* [Problem set]:
A: Print the passage of the corn snake thread below from "# i wanna know" to "(Jul 13, 2003)".
B: Decide whether each statement agrees with the corn snake thread below, answering yes or no and quoting the words of the thread that settle it: (i) Male corn snakes can grow to about 5' long. (ii) Female corn snakes grow larger than males. (iii) A 20 gallon tank is enough for a corn snake's whole life.
C: Please go on with the corn snake thread below from the point where it stops.

START Text under study

# i wanna know



## brodiebrodie (Feb 18, 2005)

can a corn snake live in a 20gallon? how big do they get what kind of home do they need?


----------



## dracofish (Jul 13, 2003)

A 20gal is sufficient for a while, but for life you'd need something bigger than 12" wide. At full adult sizes male Corns can reach a weight of about 2lbs and 5' in length. I have two males that are that size...one a little larger. Females stay a little smaller.


----------



## brodiebrodie (Feb 18, 2005)

dracofish said:


> A 20gal is sufficient for a while, but for life you'd need something bigger than 12" wide. At full adult sizes male Corns can reach a weight of about 2lbs and 5' in length. I have two males that are that size...one a little larger. Females stay a little smaller.
> [snapback]1015910[/snapback]​


so if i got a girl baby corn snake she could live happy in a 20 for her life?. i might get a bigger tank but right now all i got to spare is a 20 cause my 72 has rents haha


----------



## brodiebrodie (Feb 18, 2005)

END Text under study
START Input data

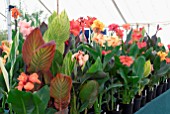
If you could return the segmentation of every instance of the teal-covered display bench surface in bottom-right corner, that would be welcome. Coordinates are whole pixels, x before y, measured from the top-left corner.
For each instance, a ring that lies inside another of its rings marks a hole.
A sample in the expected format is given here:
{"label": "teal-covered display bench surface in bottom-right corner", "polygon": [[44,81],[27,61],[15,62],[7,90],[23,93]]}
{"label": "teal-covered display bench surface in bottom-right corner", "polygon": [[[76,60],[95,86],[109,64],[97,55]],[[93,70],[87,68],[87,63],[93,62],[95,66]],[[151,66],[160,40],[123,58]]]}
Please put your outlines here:
{"label": "teal-covered display bench surface in bottom-right corner", "polygon": [[170,89],[147,103],[135,114],[170,114]]}

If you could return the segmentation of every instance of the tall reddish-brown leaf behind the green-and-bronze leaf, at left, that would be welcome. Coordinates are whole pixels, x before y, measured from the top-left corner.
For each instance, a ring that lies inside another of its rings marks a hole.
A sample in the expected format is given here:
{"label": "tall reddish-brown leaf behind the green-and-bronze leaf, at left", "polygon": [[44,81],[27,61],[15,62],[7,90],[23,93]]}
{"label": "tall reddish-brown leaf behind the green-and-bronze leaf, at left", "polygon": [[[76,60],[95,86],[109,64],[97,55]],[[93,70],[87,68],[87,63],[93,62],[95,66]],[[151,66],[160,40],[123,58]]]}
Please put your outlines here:
{"label": "tall reddish-brown leaf behind the green-and-bronze leaf, at left", "polygon": [[35,28],[26,38],[22,48],[23,60],[26,65],[30,64],[34,51],[43,44],[45,44],[45,42],[42,38],[41,31],[39,28]]}

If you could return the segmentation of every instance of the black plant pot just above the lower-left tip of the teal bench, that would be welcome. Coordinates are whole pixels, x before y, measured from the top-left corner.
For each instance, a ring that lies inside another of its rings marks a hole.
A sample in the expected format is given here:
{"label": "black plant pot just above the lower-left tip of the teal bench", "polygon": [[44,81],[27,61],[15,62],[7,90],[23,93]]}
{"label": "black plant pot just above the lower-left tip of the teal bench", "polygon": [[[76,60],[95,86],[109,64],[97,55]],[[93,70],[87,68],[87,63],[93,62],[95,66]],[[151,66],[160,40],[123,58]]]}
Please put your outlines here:
{"label": "black plant pot just above the lower-left tip of the teal bench", "polygon": [[142,96],[136,96],[134,99],[133,112],[136,112],[141,107]]}

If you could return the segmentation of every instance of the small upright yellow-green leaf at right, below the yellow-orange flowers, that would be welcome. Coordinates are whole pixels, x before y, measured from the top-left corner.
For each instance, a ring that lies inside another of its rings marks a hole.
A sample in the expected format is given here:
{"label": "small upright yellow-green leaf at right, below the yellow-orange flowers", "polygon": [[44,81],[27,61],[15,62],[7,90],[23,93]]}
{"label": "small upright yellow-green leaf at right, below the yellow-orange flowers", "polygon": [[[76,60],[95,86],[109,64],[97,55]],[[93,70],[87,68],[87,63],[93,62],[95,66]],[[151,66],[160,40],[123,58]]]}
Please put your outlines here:
{"label": "small upright yellow-green leaf at right, below the yellow-orange flowers", "polygon": [[148,77],[149,76],[149,74],[151,73],[151,67],[152,67],[152,65],[151,65],[151,62],[150,62],[150,60],[148,60],[148,61],[146,61],[145,62],[145,67],[144,67],[144,77]]}

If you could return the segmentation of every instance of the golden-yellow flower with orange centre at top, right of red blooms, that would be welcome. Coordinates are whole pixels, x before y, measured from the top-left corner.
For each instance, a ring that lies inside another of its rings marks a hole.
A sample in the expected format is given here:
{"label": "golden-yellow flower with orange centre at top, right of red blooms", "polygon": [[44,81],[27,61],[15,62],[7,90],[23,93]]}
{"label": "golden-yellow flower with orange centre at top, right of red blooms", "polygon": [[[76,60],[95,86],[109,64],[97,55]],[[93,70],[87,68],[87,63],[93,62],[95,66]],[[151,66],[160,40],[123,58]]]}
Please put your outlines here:
{"label": "golden-yellow flower with orange centre at top, right of red blooms", "polygon": [[104,30],[104,24],[96,19],[93,21],[91,28],[95,33],[100,33],[101,31]]}

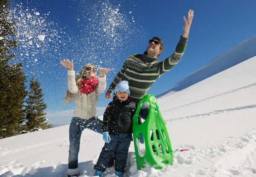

END Input data

* [Expected outputs]:
A:
# i wanna know



## brodiebrodie (Feb 18, 2005)

can a corn snake live in a 20gallon? how big do they get what kind of home do they need?


----------



## dracofish (Jul 13, 2003)

B:
(i) Yes: "At full adult sizes male Corns can reach a weight of about 2lbs and 5' in length."
(ii) No: "Females stay a little smaller."
(iii) No: "A 20gal is sufficient for a while, but for life you'd need something bigger than 12" wide."

C:
dracofish said:


> A 20gal is sufficient for a while, but for life you'd need something bigger than 12" wide. At full adult sizes male Corns can reach a weight of about 2lbs and 5' in length. I have two males that are that size...one a little larger. Females stay a little smaller.
> [snapback]1015910[/snapback]​


so if i got a girl baby corn snake she could live happy in a 20 for her life?. i might get a bigger tank but right now all i got to spare is a 20 cause my 72 has rents haha


----------



## dracofish (Jul 13, 2003)

Not for life. For over a year, yes. But for life you'll need something wider than 12". A large sweater box is a good size. I think they're about 18" wide and 20-24" long...I'd have to check for exact measurements.


----------



## dracofish (Jul 13, 2003)

We keep our guys in large plastic sweater boxes on a rack system. For substrate they have aspen chips or cypress mulch (cooked to kill any parasites...haven't had any problems yet). They are fed, cleaned, and misted once a week and are doing great. We currently have:

1.1 Blood reds
1.1 Reverse Okeetees
1.1 Snows (female is aztec pattern)
0.1 Albino Motley
1.0 Ghost
1.1 Normal (het for lavendar)
0.1 Sunglow
0.1 Candy Cane
1.0 Butter

We also have:

1.2.1 Ball Pythons (normals, though one male is het for high contrast albino)
0.0.1 Albino Burmese Python (het for Granite)
1.0 Western Hognose


----------



## brodiebrodie (Feb 18, 2005)

dracofish said:


> We keep our guys in large plastic sweater boxes on a rack system. For substrate they have aspen chips or cypress mulch (cooked to kill any parasites...haven't had any problems yet). They are fed, cleaned, and misted once a week and are doing great. We currently have:
> 
> 1.1 Blood reds
> 1.1 Reverse Okeetees
> ...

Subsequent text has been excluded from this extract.